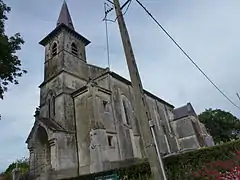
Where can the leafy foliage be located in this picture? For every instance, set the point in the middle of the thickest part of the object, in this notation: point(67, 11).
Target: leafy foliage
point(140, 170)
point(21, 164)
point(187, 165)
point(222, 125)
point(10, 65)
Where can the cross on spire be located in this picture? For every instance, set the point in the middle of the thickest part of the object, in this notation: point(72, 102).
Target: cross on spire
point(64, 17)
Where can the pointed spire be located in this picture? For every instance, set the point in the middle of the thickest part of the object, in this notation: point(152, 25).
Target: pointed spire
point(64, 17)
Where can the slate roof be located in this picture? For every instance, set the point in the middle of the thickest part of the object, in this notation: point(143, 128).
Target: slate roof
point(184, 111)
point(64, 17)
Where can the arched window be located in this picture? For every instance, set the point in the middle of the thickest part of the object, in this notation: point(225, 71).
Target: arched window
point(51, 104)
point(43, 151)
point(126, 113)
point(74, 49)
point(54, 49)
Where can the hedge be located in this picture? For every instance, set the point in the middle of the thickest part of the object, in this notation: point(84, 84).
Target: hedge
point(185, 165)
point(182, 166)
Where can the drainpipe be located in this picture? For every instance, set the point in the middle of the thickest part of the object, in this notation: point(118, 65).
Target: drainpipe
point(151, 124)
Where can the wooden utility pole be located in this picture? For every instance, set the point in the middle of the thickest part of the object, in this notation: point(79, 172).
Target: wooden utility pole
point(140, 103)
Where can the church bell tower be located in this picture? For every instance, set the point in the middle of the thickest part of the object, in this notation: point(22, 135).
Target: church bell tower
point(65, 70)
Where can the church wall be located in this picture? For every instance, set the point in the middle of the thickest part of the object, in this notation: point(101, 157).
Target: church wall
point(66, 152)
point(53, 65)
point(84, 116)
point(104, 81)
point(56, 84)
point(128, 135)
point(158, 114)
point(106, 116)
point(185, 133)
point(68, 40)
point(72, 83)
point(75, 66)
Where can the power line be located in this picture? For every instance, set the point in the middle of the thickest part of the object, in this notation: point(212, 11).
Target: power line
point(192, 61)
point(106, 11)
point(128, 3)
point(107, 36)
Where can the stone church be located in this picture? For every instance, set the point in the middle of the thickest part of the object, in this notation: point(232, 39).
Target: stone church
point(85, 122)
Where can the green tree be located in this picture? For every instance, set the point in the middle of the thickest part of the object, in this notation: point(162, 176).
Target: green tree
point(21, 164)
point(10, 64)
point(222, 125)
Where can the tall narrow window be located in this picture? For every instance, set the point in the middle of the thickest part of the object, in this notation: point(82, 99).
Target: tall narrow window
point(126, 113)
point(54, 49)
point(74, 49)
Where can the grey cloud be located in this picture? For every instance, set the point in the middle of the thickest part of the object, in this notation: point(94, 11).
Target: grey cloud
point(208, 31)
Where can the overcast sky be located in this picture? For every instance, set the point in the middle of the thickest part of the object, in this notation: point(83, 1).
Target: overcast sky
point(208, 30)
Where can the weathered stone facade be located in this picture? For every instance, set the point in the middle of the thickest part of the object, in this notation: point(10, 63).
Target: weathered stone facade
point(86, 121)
-----
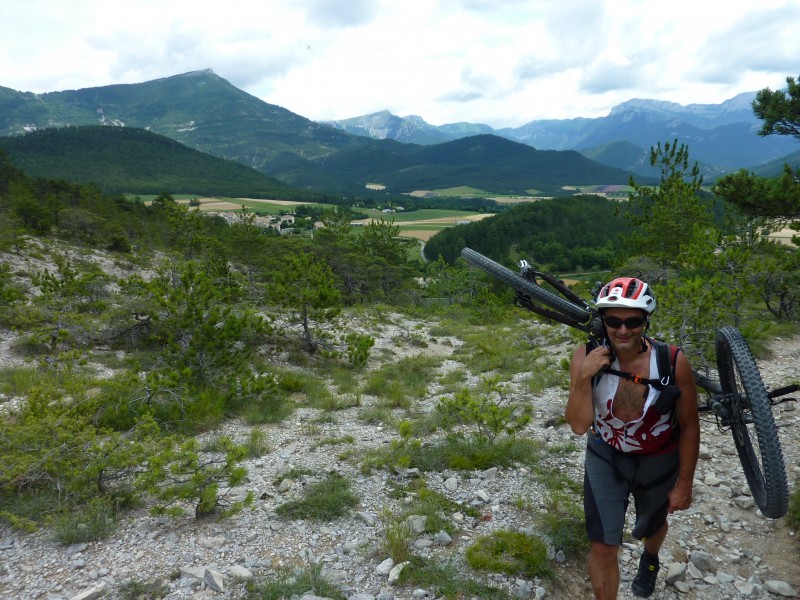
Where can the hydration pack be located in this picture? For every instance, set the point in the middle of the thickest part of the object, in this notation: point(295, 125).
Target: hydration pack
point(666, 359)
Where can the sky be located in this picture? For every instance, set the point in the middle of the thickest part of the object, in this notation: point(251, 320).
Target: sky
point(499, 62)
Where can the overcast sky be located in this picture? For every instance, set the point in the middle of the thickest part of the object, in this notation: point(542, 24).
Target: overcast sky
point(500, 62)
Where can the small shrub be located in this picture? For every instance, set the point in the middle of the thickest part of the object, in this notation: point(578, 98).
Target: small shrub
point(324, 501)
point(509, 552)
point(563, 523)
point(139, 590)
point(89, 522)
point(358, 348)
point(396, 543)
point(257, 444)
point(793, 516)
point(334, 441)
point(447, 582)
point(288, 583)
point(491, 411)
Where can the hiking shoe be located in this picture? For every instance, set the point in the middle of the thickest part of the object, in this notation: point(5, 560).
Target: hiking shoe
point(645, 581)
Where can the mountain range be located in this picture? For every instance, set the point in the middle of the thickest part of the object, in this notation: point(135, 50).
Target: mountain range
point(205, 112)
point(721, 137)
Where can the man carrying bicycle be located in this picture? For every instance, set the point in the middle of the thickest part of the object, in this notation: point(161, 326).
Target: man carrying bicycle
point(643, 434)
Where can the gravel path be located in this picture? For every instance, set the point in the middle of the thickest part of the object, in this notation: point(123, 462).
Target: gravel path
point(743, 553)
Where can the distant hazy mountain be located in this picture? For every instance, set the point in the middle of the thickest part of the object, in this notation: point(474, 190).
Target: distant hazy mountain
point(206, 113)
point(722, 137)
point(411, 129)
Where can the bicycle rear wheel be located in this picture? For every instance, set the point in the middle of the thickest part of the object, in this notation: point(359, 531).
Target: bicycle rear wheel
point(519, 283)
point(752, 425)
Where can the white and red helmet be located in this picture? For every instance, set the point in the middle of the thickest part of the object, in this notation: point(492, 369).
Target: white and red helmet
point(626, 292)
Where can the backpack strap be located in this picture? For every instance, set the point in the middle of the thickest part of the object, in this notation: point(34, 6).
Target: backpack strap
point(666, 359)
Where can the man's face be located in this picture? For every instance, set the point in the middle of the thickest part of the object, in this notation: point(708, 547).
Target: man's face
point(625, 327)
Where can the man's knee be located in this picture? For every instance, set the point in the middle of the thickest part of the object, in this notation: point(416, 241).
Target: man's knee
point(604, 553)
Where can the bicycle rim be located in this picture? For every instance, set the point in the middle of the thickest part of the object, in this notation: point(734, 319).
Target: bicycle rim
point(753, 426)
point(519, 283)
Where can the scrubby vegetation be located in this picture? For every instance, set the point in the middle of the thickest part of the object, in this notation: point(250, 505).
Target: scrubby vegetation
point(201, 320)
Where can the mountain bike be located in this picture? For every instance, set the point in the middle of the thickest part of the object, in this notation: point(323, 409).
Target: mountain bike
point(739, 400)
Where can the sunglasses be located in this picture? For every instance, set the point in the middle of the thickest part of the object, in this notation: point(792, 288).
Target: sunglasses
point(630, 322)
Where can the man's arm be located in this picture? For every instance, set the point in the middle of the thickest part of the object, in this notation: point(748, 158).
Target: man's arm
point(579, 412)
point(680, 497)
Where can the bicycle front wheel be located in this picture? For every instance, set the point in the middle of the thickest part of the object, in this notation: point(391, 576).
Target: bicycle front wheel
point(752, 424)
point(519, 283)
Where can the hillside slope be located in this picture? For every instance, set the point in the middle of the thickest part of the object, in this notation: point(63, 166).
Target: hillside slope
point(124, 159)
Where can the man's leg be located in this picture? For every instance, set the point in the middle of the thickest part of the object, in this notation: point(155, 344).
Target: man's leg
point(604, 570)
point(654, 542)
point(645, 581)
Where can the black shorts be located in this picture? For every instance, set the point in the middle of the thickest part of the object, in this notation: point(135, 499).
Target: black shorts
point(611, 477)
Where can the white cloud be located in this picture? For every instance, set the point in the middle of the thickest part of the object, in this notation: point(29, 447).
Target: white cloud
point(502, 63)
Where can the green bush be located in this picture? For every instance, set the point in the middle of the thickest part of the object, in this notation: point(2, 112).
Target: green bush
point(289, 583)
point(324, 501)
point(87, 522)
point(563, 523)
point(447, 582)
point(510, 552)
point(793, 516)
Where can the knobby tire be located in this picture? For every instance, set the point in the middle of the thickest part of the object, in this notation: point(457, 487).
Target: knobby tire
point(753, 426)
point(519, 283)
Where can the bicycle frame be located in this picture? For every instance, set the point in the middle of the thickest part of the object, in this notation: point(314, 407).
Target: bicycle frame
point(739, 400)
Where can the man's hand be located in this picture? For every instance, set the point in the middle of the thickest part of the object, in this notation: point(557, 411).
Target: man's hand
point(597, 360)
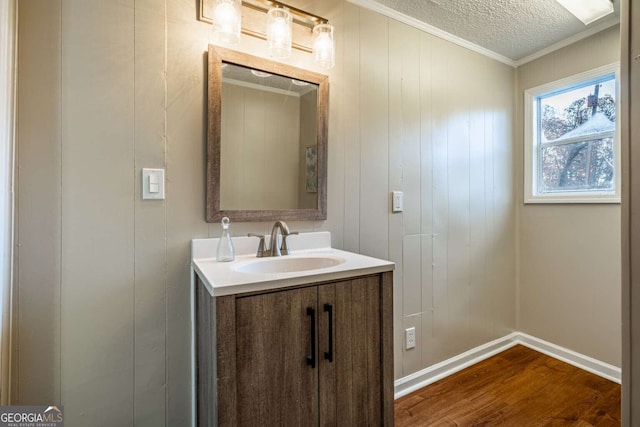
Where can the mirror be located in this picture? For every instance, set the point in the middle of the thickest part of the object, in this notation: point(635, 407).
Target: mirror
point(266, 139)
-----
Problem to solve: Edit the records starting at the line that contains "Where can the hiking" and stopping after the line that contains "point(626, 292)": write those lines out again with "gravel path" changed to "dirt trail" and nothing else altered.

Task solution:
Where can the hiking shoe be located in this picture? For every instance, set the point in the middle of the thickest part of the object, in this notation: point(5, 560).
Target: hiking shoe
point(645, 581)
Where can the mountain range be located in this picture? For every instance, set the point in the middle of the thickest part of the object, in this notation: point(135, 50).
Target: mountain range
point(205, 112)
point(721, 137)
Where can the man carrying bicycle be located in this picture? For every instance, set the point in the middle of the thickest part of the object, in this notation: point(161, 326).
Target: man carrying bicycle
point(643, 434)
Where can the dirt trail be located in this picture? For every instance, set the point in the middle of the thickest part of the object, in this notation: point(123, 462).
Target: dirt trail
point(743, 553)
Where can the distant hazy mountain be located in this picture? For every instance, set the point in the middle of the thickest part of the object, in this notation: point(474, 190).
Target: distant hazy mountain
point(206, 113)
point(722, 137)
point(411, 129)
Where can the bicycle rear wheel be located in this picture? For every instance, set the point in the middle of the thickest part of the object, in this notation: point(359, 531).
Target: bicycle rear wheel
point(519, 283)
point(752, 425)
Where can the white and red helmet be located in this picture? For every instance, set the point in the middle of the thickest part of the object, in this notation: point(492, 369).
Target: white and red helmet
point(626, 292)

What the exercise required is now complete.